◆ To do
Reproduce every line of the data below word for word, changing nothing.

◆ Data for the task
## Begin

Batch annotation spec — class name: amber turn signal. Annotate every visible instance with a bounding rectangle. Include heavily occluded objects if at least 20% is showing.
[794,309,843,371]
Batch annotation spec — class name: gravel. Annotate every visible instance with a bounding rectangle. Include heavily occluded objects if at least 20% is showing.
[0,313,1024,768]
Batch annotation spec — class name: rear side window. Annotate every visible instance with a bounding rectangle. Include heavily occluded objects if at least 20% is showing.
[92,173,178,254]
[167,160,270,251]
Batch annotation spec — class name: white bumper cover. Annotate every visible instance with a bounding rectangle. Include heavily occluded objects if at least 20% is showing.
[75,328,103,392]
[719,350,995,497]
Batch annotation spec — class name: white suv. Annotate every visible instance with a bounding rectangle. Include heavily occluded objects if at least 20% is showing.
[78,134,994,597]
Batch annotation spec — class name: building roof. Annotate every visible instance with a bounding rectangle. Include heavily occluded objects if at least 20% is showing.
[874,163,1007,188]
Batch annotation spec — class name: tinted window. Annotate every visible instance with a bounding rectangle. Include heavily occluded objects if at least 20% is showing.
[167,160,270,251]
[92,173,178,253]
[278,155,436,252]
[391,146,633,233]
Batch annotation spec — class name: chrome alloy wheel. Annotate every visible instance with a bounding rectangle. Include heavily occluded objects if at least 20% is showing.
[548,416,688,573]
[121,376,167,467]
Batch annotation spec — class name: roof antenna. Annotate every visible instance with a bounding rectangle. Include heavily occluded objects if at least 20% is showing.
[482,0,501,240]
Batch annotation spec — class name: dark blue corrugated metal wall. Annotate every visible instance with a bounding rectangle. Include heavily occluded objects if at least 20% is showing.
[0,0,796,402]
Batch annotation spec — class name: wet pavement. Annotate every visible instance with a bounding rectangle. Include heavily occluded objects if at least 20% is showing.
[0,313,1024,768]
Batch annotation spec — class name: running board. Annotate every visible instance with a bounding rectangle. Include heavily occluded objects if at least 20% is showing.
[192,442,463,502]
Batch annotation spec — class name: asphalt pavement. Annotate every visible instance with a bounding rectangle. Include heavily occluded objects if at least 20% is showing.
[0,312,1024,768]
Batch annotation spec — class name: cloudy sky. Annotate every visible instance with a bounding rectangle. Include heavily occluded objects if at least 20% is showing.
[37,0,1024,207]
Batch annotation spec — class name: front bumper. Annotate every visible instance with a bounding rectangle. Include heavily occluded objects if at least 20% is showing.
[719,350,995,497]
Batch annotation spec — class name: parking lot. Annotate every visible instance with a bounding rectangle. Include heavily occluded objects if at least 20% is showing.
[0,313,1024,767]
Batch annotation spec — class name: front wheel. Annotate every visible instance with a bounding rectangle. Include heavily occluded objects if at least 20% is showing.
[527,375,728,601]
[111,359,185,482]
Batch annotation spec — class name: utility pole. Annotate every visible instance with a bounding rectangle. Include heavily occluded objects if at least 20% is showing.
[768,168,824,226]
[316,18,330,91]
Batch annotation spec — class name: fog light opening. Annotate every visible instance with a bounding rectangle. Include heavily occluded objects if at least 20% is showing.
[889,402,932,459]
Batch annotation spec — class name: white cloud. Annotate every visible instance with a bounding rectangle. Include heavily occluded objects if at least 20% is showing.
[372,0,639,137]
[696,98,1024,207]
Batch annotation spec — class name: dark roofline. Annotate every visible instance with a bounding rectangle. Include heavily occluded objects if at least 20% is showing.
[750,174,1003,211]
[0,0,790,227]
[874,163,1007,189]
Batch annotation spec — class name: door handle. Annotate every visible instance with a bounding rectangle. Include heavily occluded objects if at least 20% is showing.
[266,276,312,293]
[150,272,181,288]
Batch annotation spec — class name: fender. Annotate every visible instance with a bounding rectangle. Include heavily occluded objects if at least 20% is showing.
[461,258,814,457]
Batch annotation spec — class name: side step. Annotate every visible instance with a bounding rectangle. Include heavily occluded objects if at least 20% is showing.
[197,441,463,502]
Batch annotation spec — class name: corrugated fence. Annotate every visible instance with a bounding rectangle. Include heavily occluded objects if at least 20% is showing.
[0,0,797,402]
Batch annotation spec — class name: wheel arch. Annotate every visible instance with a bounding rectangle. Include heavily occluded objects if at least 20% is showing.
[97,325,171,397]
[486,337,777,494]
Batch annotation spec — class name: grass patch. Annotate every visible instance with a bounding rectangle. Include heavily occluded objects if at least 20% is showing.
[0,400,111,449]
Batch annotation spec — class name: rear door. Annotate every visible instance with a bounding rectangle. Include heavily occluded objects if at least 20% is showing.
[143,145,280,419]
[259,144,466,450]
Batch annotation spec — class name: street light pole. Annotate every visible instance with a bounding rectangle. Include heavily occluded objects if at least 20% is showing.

## End

◆ Final answer
Batch annotation spec — class name: amber turn signal. Annotate every visible instance with a bounding rectangle. Include heavily occluded objects if at least 20% is showing.
[794,309,843,371]
Batch annotation spec — class name: gravel. Annotate every visible instance with a bounding rectangle. Include heavily occluded objects if at least 20% is showing.
[0,313,1024,768]
Batch annotation spec — class name: rear side window. Annotate every visible instance with a bounding rectangle. Include heavily occluded objects if at least 20% is showing.
[92,173,178,254]
[167,160,270,251]
Batch annotation spec — class name: white bumper cover. Annotate every visible instance with a bounding rectangle. Include heavily occluded objects if at least 20% is showing.
[75,328,103,392]
[719,350,995,497]
Batch annotation spec — class name: white suv. Annotate every visible instance with a bounding rectangle. Include heavily occluded objects if at least 20% is showing.
[78,134,994,597]
Batch annotation spec — class name: building roof. Annotate every visible instance with a bounding rectangle. Include heavily occluded objects if at least 20% is showing.
[874,163,1007,188]
Batch annotation spec — class name: tinted window. Annotate every visible instance with a bounding rectangle. Include heavily occluded objects if at least 20% is showing.
[167,160,270,251]
[92,173,178,253]
[278,155,436,252]
[391,146,633,233]
Batch annotation spec — class name: chrome alloy wheel. Annotate every visible instance with a bounding rectangle. Include heavily occluded objects if at least 20% is showing.
[548,416,688,573]
[121,376,167,467]
Batch annotation spec — class name: roof antenna. Annotate every visible instance with a bounding rectangle. Include heavily occluded objects if at least 20% is showing.
[482,0,501,240]
Batch annotation spec — class name: dark blue corrugated metal wall. Annotate every visible instance with a bounding rectangle. Include heavily occluded objects if at least 20% is showing.
[0,0,796,402]
Batch annotation spec — class name: wet pavement. Annotate every visible instance with a bounding rectangle. Include heavily occluded objects if at least 20% is showing.
[0,313,1024,768]
Batch annotation spec — class name: running board. Annotate every visible instance with a bounding rectangle. Include heavily occluded objects if at least 20% is showing.
[192,442,463,502]
Batch annotation spec — class name: asphalt pavement. Annotate every visible instance with a bounding rectangle. Include heavily occluded objects if at least 20% is showing.
[0,312,1024,768]
Batch annotation spec — class name: cloudy sky. Annotate every visible instance with a bounding rectangle. Include heavily occluded objects if at least 20% is showing.
[37,0,1024,207]
Batch annotation spec — class name: front bumper. Annotate every visible instance with a bounding rectangle. Include heavily occluded objects if at least 20% is showing.
[719,350,995,497]
Batch annotation spec — class name: parking lot. Annotate every visible instance with a bounding rectangle. Include heavily occluded objects if at least 20% is showing.
[0,313,1024,767]
Batch annotation spec — class name: front wheel. Annotate every visible instance with a bounding rectangle. Include heavily occluded objects if at least 20% is showing.
[527,375,728,601]
[111,359,185,482]
Batch annotation spec — class name: utility pole. Annotate every visible instance with a bounding rectangle. Include heavily occluded objects if at least 20% is showing.
[768,168,824,226]
[316,18,330,91]
Batch annotation spec — class name: fog light opening. Annotate every visible instance with a bounding rectangle. Include heavily occluded objects if at least 20% is showing.
[889,402,932,459]
Batch annotation spec — class name: white cloud. Annotate every visible instance with a bounding rectangle. Include heavily occluded objects if at least 20% is showing.
[372,0,639,137]
[696,98,1024,207]
Batch annotation spec — class name: dark roofline. Annotate every visible instance with a bounding rectangle. Include heavily occluded objects if at least 20% is showing.
[750,174,1003,211]
[0,0,790,227]
[874,163,1007,189]
Batch annotation spec — class name: door handle. Annotate every visible instance with a bounding rectangle. Include heavily occluded objects if at least 20% is showing.
[266,276,312,293]
[150,272,181,288]
Batch annotation spec — class name: fender. Annotate every visible instance with a bounding rectangle. Include heavily occluded objects if at least 20% is showing.
[461,258,814,457]
Batch annotation spec — class name: side step. Annotate every visible instance with a bounding rectangle. Include heavily occluded objects if at least 20% is showing.
[197,441,463,502]
Batch annotation spec — class name: corrugated fence. Annotate every visible instance with a bounding rectangle. Include heavily occluded objects if at least 20% is showing.
[0,0,797,402]
Batch annotation spec — class name: wheel arch. Annotate every visible instance with a bounding rectangle. Include heavily occluded objects if at least 20% is showing.
[97,325,171,397]
[486,337,777,494]
Batch annotation spec — class name: grass patch. Annotate every visible instance with a bounding rectangle. Include heavily occluded objects if at least 20% is showing.
[0,400,111,449]
Batch annotation spec — class name: rear door. Annotate every visible instance with a bounding rectangle. Include heavily occluded objects if at least 20% is showing.
[143,145,280,419]
[259,144,466,450]
Batch annotation spec — class name: street light pole. Annotate every visible instance with a bounding rectangle. Include heavily occluded objects if at least 20% is showing.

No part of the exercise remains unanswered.